• _TASK OBJECTIVE_
Report each line of the data below that contains the word "green", copying the whole line. Case counts.

• _MATERIAL TO PROCESS_
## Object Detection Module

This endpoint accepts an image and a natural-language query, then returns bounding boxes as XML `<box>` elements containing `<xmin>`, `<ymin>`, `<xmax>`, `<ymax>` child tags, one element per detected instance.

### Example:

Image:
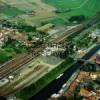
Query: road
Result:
<box><xmin>0</xmin><ymin>24</ymin><xmax>84</xmax><ymax>79</ymax></box>
<box><xmin>30</xmin><ymin>45</ymin><xmax>100</xmax><ymax>100</ymax></box>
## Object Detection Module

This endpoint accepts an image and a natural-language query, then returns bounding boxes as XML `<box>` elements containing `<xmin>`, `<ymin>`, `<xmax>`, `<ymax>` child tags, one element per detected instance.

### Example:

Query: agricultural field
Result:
<box><xmin>42</xmin><ymin>0</ymin><xmax>100</xmax><ymax>19</ymax></box>
<box><xmin>0</xmin><ymin>0</ymin><xmax>55</xmax><ymax>24</ymax></box>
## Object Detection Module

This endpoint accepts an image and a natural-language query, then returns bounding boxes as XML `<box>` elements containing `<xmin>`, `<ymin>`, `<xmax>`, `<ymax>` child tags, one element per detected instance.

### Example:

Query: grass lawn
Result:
<box><xmin>16</xmin><ymin>58</ymin><xmax>73</xmax><ymax>100</ymax></box>
<box><xmin>43</xmin><ymin>0</ymin><xmax>100</xmax><ymax>19</ymax></box>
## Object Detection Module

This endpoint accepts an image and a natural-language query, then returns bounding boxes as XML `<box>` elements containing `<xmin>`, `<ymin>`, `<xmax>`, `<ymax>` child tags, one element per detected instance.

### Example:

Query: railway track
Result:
<box><xmin>0</xmin><ymin>14</ymin><xmax>100</xmax><ymax>79</ymax></box>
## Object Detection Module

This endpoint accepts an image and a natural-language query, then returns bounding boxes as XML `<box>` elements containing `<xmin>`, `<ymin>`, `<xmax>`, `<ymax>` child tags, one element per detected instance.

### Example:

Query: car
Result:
<box><xmin>56</xmin><ymin>73</ymin><xmax>64</xmax><ymax>79</ymax></box>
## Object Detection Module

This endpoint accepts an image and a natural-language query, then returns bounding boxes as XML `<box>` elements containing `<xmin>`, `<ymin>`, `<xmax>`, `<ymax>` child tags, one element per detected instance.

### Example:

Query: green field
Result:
<box><xmin>43</xmin><ymin>0</ymin><xmax>100</xmax><ymax>18</ymax></box>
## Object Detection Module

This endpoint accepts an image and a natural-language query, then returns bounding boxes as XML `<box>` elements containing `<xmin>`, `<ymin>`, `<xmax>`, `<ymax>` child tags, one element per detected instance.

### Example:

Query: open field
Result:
<box><xmin>42</xmin><ymin>0</ymin><xmax>100</xmax><ymax>18</ymax></box>
<box><xmin>0</xmin><ymin>0</ymin><xmax>55</xmax><ymax>24</ymax></box>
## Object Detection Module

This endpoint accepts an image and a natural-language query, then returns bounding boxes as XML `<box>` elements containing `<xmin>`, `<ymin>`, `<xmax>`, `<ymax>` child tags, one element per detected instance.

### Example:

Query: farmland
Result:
<box><xmin>43</xmin><ymin>0</ymin><xmax>100</xmax><ymax>19</ymax></box>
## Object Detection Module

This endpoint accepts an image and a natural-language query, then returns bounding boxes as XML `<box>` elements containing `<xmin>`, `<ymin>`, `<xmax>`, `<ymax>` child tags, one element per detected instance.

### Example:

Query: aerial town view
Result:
<box><xmin>0</xmin><ymin>0</ymin><xmax>100</xmax><ymax>100</ymax></box>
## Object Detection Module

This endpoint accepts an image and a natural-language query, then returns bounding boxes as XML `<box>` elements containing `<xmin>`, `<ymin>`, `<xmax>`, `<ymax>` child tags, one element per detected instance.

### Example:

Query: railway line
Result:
<box><xmin>0</xmin><ymin>13</ymin><xmax>100</xmax><ymax>79</ymax></box>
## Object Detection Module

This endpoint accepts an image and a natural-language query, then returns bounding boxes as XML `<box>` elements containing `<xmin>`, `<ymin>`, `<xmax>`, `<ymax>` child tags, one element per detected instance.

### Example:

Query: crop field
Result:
<box><xmin>0</xmin><ymin>0</ymin><xmax>100</xmax><ymax>25</ymax></box>
<box><xmin>0</xmin><ymin>0</ymin><xmax>55</xmax><ymax>24</ymax></box>
<box><xmin>42</xmin><ymin>0</ymin><xmax>100</xmax><ymax>18</ymax></box>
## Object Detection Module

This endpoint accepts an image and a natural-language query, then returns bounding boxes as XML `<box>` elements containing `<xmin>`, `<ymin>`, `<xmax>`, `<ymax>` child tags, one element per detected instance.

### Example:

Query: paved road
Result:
<box><xmin>30</xmin><ymin>45</ymin><xmax>100</xmax><ymax>100</ymax></box>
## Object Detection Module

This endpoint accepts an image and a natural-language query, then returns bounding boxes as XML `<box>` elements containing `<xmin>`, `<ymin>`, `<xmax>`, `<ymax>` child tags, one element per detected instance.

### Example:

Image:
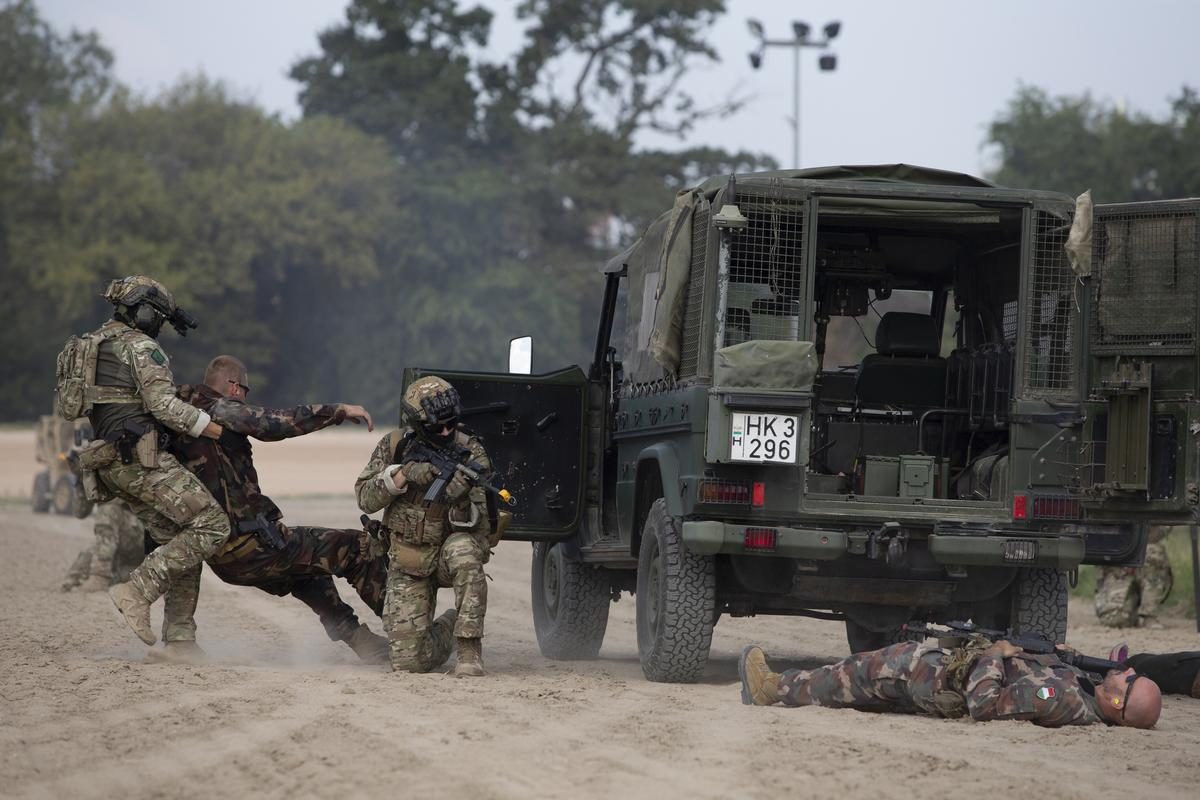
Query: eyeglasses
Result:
<box><xmin>1121</xmin><ymin>673</ymin><xmax>1141</xmax><ymax>722</ymax></box>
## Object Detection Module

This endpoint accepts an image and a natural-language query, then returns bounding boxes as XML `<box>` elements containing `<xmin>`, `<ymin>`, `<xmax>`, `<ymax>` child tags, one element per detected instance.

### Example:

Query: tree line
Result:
<box><xmin>0</xmin><ymin>0</ymin><xmax>1200</xmax><ymax>421</ymax></box>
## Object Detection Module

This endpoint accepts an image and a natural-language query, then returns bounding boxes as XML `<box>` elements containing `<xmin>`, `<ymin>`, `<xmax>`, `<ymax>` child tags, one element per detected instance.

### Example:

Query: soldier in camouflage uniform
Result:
<box><xmin>738</xmin><ymin>642</ymin><xmax>1163</xmax><ymax>728</ymax></box>
<box><xmin>62</xmin><ymin>500</ymin><xmax>145</xmax><ymax>591</ymax></box>
<box><xmin>162</xmin><ymin>355</ymin><xmax>388</xmax><ymax>663</ymax></box>
<box><xmin>354</xmin><ymin>375</ymin><xmax>491</xmax><ymax>676</ymax></box>
<box><xmin>70</xmin><ymin>276</ymin><xmax>229</xmax><ymax>644</ymax></box>
<box><xmin>1094</xmin><ymin>525</ymin><xmax>1174</xmax><ymax>627</ymax></box>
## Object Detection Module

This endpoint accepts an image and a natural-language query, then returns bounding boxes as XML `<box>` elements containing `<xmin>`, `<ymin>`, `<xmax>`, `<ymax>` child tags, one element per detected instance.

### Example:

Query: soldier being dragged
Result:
<box><xmin>153</xmin><ymin>355</ymin><xmax>388</xmax><ymax>663</ymax></box>
<box><xmin>738</xmin><ymin>640</ymin><xmax>1163</xmax><ymax>728</ymax></box>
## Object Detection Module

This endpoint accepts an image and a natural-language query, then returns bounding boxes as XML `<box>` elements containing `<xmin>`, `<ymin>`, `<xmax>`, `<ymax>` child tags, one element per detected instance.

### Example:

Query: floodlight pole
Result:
<box><xmin>749</xmin><ymin>20</ymin><xmax>841</xmax><ymax>169</ymax></box>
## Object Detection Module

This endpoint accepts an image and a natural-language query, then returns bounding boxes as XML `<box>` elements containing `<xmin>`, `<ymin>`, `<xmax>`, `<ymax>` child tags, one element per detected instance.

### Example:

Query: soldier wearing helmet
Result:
<box><xmin>354</xmin><ymin>375</ymin><xmax>491</xmax><ymax>676</ymax></box>
<box><xmin>59</xmin><ymin>276</ymin><xmax>229</xmax><ymax>644</ymax></box>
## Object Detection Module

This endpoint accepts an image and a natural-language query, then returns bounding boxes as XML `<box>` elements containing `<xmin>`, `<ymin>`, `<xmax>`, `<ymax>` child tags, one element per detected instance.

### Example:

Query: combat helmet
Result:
<box><xmin>401</xmin><ymin>375</ymin><xmax>462</xmax><ymax>441</ymax></box>
<box><xmin>102</xmin><ymin>275</ymin><xmax>196</xmax><ymax>337</ymax></box>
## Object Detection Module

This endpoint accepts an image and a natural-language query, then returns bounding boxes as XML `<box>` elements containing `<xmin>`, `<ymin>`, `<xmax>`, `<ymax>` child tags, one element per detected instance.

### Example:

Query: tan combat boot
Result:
<box><xmin>79</xmin><ymin>575</ymin><xmax>113</xmax><ymax>591</ymax></box>
<box><xmin>346</xmin><ymin>625</ymin><xmax>388</xmax><ymax>664</ymax></box>
<box><xmin>108</xmin><ymin>583</ymin><xmax>158</xmax><ymax>644</ymax></box>
<box><xmin>738</xmin><ymin>644</ymin><xmax>780</xmax><ymax>705</ymax></box>
<box><xmin>145</xmin><ymin>639</ymin><xmax>209</xmax><ymax>664</ymax></box>
<box><xmin>454</xmin><ymin>637</ymin><xmax>486</xmax><ymax>678</ymax></box>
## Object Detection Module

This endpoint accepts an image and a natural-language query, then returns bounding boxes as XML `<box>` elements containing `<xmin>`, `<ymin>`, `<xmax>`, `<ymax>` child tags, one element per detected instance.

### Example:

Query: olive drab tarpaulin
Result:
<box><xmin>642</xmin><ymin>190</ymin><xmax>701</xmax><ymax>375</ymax></box>
<box><xmin>1066</xmin><ymin>190</ymin><xmax>1092</xmax><ymax>278</ymax></box>
<box><xmin>713</xmin><ymin>339</ymin><xmax>818</xmax><ymax>391</ymax></box>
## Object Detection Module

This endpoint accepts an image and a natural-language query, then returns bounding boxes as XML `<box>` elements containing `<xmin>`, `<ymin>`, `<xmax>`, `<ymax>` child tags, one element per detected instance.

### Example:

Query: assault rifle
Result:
<box><xmin>401</xmin><ymin>439</ymin><xmax>517</xmax><ymax>506</ymax></box>
<box><xmin>902</xmin><ymin>620</ymin><xmax>1123</xmax><ymax>675</ymax></box>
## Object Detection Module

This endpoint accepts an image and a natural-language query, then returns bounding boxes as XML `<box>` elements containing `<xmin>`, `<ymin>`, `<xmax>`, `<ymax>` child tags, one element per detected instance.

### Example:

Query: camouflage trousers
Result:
<box><xmin>383</xmin><ymin>533</ymin><xmax>491</xmax><ymax>672</ymax></box>
<box><xmin>62</xmin><ymin>500</ymin><xmax>145</xmax><ymax>589</ymax></box>
<box><xmin>162</xmin><ymin>524</ymin><xmax>388</xmax><ymax>642</ymax></box>
<box><xmin>779</xmin><ymin>642</ymin><xmax>966</xmax><ymax>717</ymax></box>
<box><xmin>97</xmin><ymin>452</ymin><xmax>229</xmax><ymax>602</ymax></box>
<box><xmin>1094</xmin><ymin>541</ymin><xmax>1172</xmax><ymax>627</ymax></box>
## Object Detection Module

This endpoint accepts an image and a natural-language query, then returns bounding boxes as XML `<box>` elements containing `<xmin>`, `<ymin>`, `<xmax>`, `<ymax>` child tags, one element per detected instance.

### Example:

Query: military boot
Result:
<box><xmin>454</xmin><ymin>636</ymin><xmax>487</xmax><ymax>678</ymax></box>
<box><xmin>108</xmin><ymin>583</ymin><xmax>158</xmax><ymax>644</ymax></box>
<box><xmin>145</xmin><ymin>639</ymin><xmax>209</xmax><ymax>664</ymax></box>
<box><xmin>738</xmin><ymin>644</ymin><xmax>780</xmax><ymax>705</ymax></box>
<box><xmin>346</xmin><ymin>624</ymin><xmax>388</xmax><ymax>664</ymax></box>
<box><xmin>430</xmin><ymin>608</ymin><xmax>458</xmax><ymax>669</ymax></box>
<box><xmin>79</xmin><ymin>575</ymin><xmax>113</xmax><ymax>591</ymax></box>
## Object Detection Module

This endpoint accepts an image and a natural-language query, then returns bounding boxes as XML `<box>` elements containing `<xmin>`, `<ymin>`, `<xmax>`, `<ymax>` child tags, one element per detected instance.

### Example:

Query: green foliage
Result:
<box><xmin>988</xmin><ymin>86</ymin><xmax>1200</xmax><ymax>203</ymax></box>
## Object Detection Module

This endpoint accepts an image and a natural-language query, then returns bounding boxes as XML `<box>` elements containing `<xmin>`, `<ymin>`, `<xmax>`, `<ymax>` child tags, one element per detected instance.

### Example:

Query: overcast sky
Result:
<box><xmin>38</xmin><ymin>0</ymin><xmax>1200</xmax><ymax>179</ymax></box>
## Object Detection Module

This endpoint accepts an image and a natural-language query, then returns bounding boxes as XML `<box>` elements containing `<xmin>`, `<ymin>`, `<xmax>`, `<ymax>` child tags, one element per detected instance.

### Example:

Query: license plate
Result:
<box><xmin>730</xmin><ymin>411</ymin><xmax>800</xmax><ymax>464</ymax></box>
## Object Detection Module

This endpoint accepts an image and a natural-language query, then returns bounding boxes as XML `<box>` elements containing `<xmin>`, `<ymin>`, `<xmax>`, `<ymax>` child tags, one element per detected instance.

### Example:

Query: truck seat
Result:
<box><xmin>854</xmin><ymin>311</ymin><xmax>946</xmax><ymax>408</ymax></box>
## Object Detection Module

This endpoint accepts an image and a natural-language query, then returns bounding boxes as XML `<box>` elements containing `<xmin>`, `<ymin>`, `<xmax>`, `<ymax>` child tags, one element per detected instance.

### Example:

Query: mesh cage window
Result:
<box><xmin>1025</xmin><ymin>211</ymin><xmax>1076</xmax><ymax>397</ymax></box>
<box><xmin>725</xmin><ymin>186</ymin><xmax>806</xmax><ymax>347</ymax></box>
<box><xmin>1091</xmin><ymin>206</ymin><xmax>1200</xmax><ymax>355</ymax></box>
<box><xmin>679</xmin><ymin>205</ymin><xmax>709</xmax><ymax>378</ymax></box>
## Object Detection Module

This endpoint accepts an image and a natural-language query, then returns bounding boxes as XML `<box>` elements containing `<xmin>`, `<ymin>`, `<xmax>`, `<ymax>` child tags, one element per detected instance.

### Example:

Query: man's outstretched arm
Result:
<box><xmin>212</xmin><ymin>397</ymin><xmax>374</xmax><ymax>441</ymax></box>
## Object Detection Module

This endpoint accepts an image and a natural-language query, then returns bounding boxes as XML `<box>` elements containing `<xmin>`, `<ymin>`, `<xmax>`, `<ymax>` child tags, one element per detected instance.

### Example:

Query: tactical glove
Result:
<box><xmin>400</xmin><ymin>461</ymin><xmax>438</xmax><ymax>487</ymax></box>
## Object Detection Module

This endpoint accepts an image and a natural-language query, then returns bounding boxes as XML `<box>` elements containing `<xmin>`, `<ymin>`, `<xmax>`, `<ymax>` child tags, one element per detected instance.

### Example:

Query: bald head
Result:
<box><xmin>204</xmin><ymin>355</ymin><xmax>250</xmax><ymax>398</ymax></box>
<box><xmin>1096</xmin><ymin>669</ymin><xmax>1163</xmax><ymax>728</ymax></box>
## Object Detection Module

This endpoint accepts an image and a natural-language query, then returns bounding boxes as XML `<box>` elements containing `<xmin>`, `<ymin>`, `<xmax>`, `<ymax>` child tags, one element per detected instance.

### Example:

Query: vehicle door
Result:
<box><xmin>403</xmin><ymin>367</ymin><xmax>588</xmax><ymax>541</ymax></box>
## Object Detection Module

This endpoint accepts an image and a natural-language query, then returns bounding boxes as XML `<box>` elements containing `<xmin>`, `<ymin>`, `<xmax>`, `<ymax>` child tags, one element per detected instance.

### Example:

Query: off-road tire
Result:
<box><xmin>846</xmin><ymin>618</ymin><xmax>920</xmax><ymax>652</ymax></box>
<box><xmin>30</xmin><ymin>471</ymin><xmax>50</xmax><ymax>513</ymax></box>
<box><xmin>1009</xmin><ymin>569</ymin><xmax>1067</xmax><ymax>643</ymax></box>
<box><xmin>52</xmin><ymin>475</ymin><xmax>74</xmax><ymax>515</ymax></box>
<box><xmin>529</xmin><ymin>542</ymin><xmax>612</xmax><ymax>661</ymax></box>
<box><xmin>637</xmin><ymin>498</ymin><xmax>716</xmax><ymax>684</ymax></box>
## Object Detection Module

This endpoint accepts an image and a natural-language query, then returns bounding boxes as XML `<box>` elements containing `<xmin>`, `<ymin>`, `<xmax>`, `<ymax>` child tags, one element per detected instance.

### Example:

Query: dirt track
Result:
<box><xmin>0</xmin><ymin>433</ymin><xmax>1200</xmax><ymax>800</ymax></box>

• _ANSWER TO THIS TASK_
Query: green field
Query: green foliage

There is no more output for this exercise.